→ Texte source:
━━━━━━━━━━
QI – Quels problèmes entraîne à vos yeux la participation à l’Union d’un État dont la population est à majorité musulmane ?

Sylvie Goulard – Aucun directement, l’Union européenne n’étant pas confessionnelle et ne devant pas l’être, mais il ne faut pas croire non plus que l’hétérogénéité ne complique pas les choses. L’Union repose sur la confiance qui est lente à naître quand on se connaît mal et qu’on ne partage pas la même histoire longue. Sans parler des questions liées au statut des femmes, à la laïcité, qui ne sont pas mineures dans des démocraties modernes tendant à établir l’égalité des droits. Accepter que les femmes portent un voile y compris dans la sphère publique, c’est placer une certaine conception de la liberté religieuse au-dessus d’autres principes fondamentaux, parmi lesquels l’égalité hommes/femmes. Pour moi, c’est un recul par rapport à la Déclaration de 1789. Or la laïcité, traditionnellement portée par le kémalisme, pourrait être affaiblie par l’entrée de ce pays dans l’Union européenne. Même le journal pro-turc Financial Times a exprimé des doutes (édition du 4 décembre 2004) et le Premier ministre R. C. Erdoğan a affirmé avoir envoyé ses filles aux États-Unis parce qu’elles ont la « liberté d’être voilées ». Peut-on voir en lui un garant de la laïcité ?

QI – Considérez-vous le fait que l’Union deviendrait frontalière de pays comme l’Arménie, l’Iran, l’Irak, la Syrie serait pour elle un avantage ou un inconvénient ?
━━━━━━━━━━
Enregistrements de placement de points
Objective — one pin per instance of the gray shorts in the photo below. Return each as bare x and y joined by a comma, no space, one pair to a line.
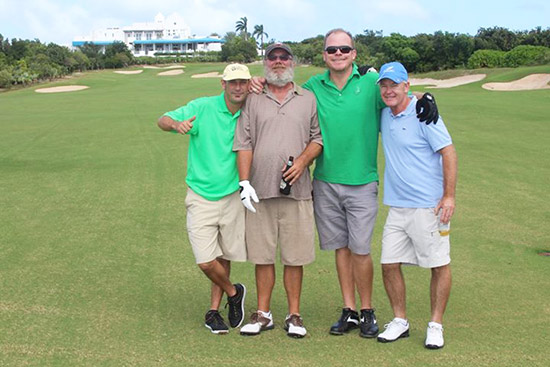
345,215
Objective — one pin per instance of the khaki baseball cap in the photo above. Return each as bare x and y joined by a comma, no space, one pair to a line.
236,71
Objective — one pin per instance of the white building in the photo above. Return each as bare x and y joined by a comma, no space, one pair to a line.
165,35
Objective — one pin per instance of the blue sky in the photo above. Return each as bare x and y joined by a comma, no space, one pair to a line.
60,21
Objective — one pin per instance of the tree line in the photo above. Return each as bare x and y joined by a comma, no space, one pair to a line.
24,61
490,47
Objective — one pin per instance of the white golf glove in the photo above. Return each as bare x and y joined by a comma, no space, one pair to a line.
247,193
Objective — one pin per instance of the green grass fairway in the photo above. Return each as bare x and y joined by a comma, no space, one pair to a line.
96,269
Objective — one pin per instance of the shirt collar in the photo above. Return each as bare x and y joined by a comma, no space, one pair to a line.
222,106
296,89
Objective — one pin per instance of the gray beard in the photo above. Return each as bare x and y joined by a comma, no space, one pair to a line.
280,80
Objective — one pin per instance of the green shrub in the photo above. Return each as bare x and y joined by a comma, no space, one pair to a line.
6,79
526,55
486,59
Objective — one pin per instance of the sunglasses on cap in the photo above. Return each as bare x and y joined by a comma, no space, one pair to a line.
284,57
343,49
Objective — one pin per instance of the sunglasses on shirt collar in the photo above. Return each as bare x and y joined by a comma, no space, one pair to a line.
343,49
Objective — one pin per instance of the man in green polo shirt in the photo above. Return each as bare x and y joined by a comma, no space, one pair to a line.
215,216
345,185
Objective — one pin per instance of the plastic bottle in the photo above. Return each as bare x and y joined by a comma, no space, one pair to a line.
284,186
444,228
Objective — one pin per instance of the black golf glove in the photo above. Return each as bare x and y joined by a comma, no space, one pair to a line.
426,109
365,69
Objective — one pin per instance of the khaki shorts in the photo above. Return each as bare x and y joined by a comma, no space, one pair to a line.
411,236
286,221
215,228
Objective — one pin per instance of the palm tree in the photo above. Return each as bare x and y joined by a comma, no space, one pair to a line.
242,26
259,33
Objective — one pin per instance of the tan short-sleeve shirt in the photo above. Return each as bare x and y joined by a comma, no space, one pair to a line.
274,131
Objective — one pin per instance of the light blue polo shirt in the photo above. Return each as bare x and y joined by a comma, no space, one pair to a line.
413,177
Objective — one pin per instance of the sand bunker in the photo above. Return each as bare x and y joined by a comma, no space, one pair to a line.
533,81
65,88
129,71
171,72
447,83
174,67
214,74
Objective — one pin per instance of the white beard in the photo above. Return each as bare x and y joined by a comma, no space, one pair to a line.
279,79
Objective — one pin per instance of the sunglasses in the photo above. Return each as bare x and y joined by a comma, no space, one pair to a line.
343,49
284,57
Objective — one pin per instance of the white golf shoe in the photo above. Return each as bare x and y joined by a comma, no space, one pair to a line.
259,321
434,336
397,328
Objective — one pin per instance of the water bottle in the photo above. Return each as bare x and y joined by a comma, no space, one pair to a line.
284,186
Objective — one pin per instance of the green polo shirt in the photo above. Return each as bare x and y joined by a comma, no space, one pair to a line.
211,163
350,123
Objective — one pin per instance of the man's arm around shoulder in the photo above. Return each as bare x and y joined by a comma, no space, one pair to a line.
167,123
447,202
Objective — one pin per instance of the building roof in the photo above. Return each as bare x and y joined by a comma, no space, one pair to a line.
188,40
99,43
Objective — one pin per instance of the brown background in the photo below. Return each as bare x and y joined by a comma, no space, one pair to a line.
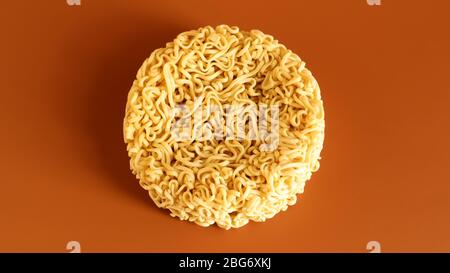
65,73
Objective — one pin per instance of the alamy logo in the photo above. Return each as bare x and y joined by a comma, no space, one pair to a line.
374,2
73,2
237,121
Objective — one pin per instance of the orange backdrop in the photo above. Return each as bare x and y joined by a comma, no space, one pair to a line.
383,70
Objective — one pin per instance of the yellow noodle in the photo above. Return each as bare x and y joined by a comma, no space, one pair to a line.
211,180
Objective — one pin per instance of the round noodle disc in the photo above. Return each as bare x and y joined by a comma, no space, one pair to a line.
225,181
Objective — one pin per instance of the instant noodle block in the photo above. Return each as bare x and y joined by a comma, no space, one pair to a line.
209,174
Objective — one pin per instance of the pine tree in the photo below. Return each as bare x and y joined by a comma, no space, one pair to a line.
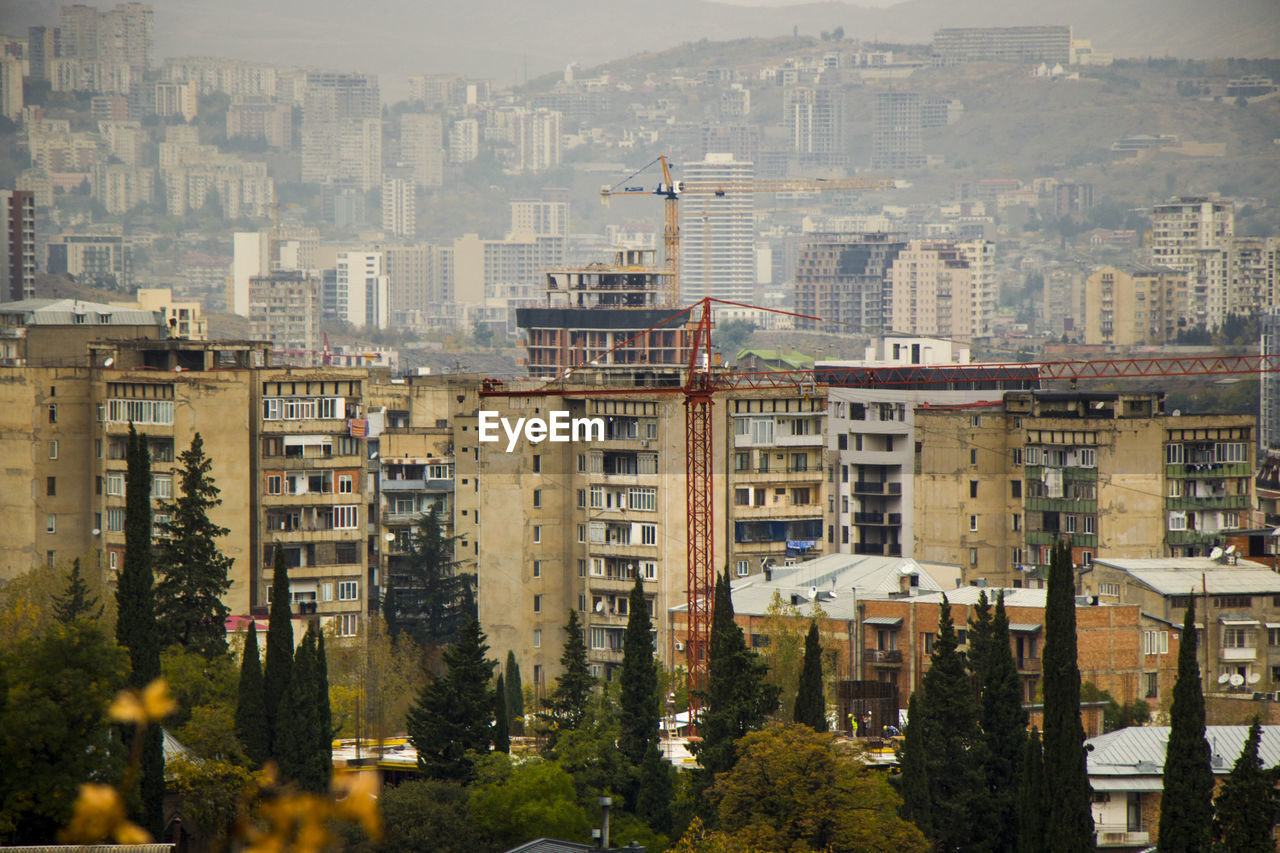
567,703
196,574
77,601
950,734
1246,804
515,696
425,592
1070,820
810,705
737,698
251,725
1032,798
452,719
279,647
1004,733
501,723
638,708
914,784
1187,804
136,617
━━━━━━━━━━
→ Consigne 1:
Répondez à ces questions d'après l'entretien sur l'Union européenne :
(a) Selon Sylvie Goulard, sur quoi repose l'Union ?
(b) Par rapport à quelle déclaration parle-t-elle d'un recul ?
(c) Quel journal a exprimé des doutes, et dans quelle édition ?
→ Consigne 2:
Reprenez s'il vous plaît l'entretien sur l'Union européenne à partir de sa dernière phrase et poursuivez-le.
Les enregistrements forment un matériau distinct de l'entretien.

→ Réponse rédigée 1:
(a) Sur la confiance.
(b) Par rapport à la Déclaration de 1789.
(c) Le Financial Times, dans son édition du 4 décembre 2004.

→ Réponse rédigée 2:
Sylvie Goulard – Un inconvénient majeur : nous ne serions plus des tiers pouvant offrir leurs bons services mais partie prenante. Or la Turquie a eu des rapports difficiles avec certains voisins et a encore un conflit ouvert avec l’Arménie ou l’Irak à propos du Kurdistan. Elle contrôle l’eau de la région.

5 commentaires:

Liberté a dit…

La Turquie a-t-elle même sa place dans l'OTAN ? On peut se le demander...

Liberté a dit…

Suite : on peut se le demander quand on lit ce genre d'info :
http://bruxelles.blogs.liberation.fr/coulisses/2009/03/la-turquie-invite-les-caricatures-de-mahomet-au-sommet-de-lotan.html

Pierrick Hamon a dit…

Chère Christine,
Je suis tombé par hasard sur ton Blog : bravo.
Mais avec une nuance + que sérieuse. Je ne comprends pas cette hostilité à la Turquie le pays le plus francophile - enfin juque il y a peu- de toute la région....mais cela les Français l'ignorent..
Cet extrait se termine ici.